### Source text

Un altro saggio (ancora in inglese), questa volta su Diego Rivera, per il corso di Latin America Culture su Coursera.org

Diego Rivera (December 8, 1886 – November 24, 1957) was a very important Mexican painter, who helped establish the Mexican Mural Movement thanks to his large wall works in fresco: a member of the Communist party himself, he created popular political masterpieces throughout Mexico that often included attacks on the ruling class, the church and capitalism.

After spending some time in Europe, where he learnt the ropes and then developed his fresco tecnique, Rivera travelled back to Mexico with the dream to be "the artist of the Americas". At the same time, at the beginning of the 20s, the then Mexican Secretary of Public Education José Vasconcelos was developing a program of public education through art, and decided to commission the creation of murals on several government buildings, making art itself accessible to the everyday man, no more enclosed in museums and private exhibitions.

The time was perfect, the canvas was there, and Rivera started his work: first he painted the mural "Creation" on an indoor wall at the National Preparatory School, a work that did not satisfy him very much despite of the great excitement it caused; then, on the two floors of the courtyard walls of the Ministry of Public Education, a large building occupying two whole city blocks, he began a series of 124 frescoes, going on painting for over four years, and telling two different yet connected aspects of the Mexican life: in the Court of Labor, industrial and agricultural labors of the Mexican people as well as their art, sculpture, dance, music, poetry, and drama; and in the Court of Fiesta, popular festivals, traditional stories and legends, and folk ballads.

Since the beginning that work of art was considered a masterpiece, and got him the attention of international critics and public, to the point that he was soon invited to work on commission in the USA, a country where his murals had a strong influence on social and political developments, like Roosevelt’s New Deal work programs - it has been said that Roosevelt was literally drawn to Rivera’s murals, such as “Detroit Industry”, which featured images from American life on the walls of public buildings.

Rivera’s works focused on telling stories that dealt with Mexican society and referenced the revolution of 1910; he and the other two most famous Muralists (David Siqueiros and Jose Orozco) wanted the victory of that revolution to be told to the entire public,and the space Vasconcelos had granted them was almost perfect. Through bright, bold colors and a strong imagery, larger-than-life figures were born to tell the stories of the powerful Aztec past, the simplicity of a life in perfect harmony with Nature, the dark and cruel times of the european colonization and Inquisition, the glorious revolutionary present. A beautiful example is his "The Epic of the Mexican People" in which, on the stairwell of the National Palace in Mexico City, Rivera depicts 400 hundred years of history, from pre-Hispanic Mexico centered around the life of the god Quetzalcòatl, through the bloody period of the Conquest and the battles for independence, ’till the early and mid-20th century, where he criticizes the status quo and depicts a Communist kind of utopia where Karl Marx and John D. Rockefeller are seen together, almost as allies.

### Data excerpt
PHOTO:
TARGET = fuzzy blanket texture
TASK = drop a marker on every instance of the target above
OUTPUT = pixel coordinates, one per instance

### Exercise details
Pick up the essay on Diego Rivera after its last sentence and continue it.

### Result for this exercise
It was the first time that history was told this way, and the past was interpreted in light of modern politics; and, for the first time, common Mexicans were told their history, an history of which they should have been proud according to the intentions of the artists, an history of which they were finally an aknowledged part: the main characters were farmers and laborers, who found themselves at ease surrounded by popular Mexican figures, like in one of his most famous works, "Dreams of a Sunday in the Alameda"; another feature of the communist, popular approach of Rivera, who wanted to tell stories, using any useful character to reach that goal.

Sure enough, not everything went well, for Diego Rivera and his art: because of his ideas, and the way he depicted them, he suffered severe censorship, mostly in the USA - where his mural in the Radio corporation Arts Building in Rockefeller Center was first covered and then, some months later, "smashed to powder" - but not just there: the already quoted "Dreams of a Sunday in the Alameda" was initially showing the writing "God does not exist", on a sign in the hands of the libertarian Ignacio Ramìrez; for that reason it was kept hidden for 9 years, until Rivera agreed to remove the inscription, stating that "to affirm ’God does not exist’, I do not have to hide behind Don Ignacio Ramírez".

But most of his magnificent paintings are still where he painted them, on display, in public buildings, still telling to Mexicans and tourists the history of a big, strong, long-lasting important people, and the way it has been dealing with the place it was given on Earth.

______

Sources:

- MoMA Talks: From Mexico to Manhattan: The Revolutionary Life and Times of Diego Rivera (http://www.moma.org/explore/multimedia/videos/217/1101)

- Diego Rivera (http://en.wikipedia.org/wiki/Diego_Rivera)

- Diego Rivera’s Murals (http://www.pbs.org/opb/historydetectives/feature/diego-riveras-murals/)

- Diego Rivera: A Man and His Murals, by Susan Norwood (http://www.yale.edu/ynhti/curriculum/units/1999/2/99.02.06.x.html)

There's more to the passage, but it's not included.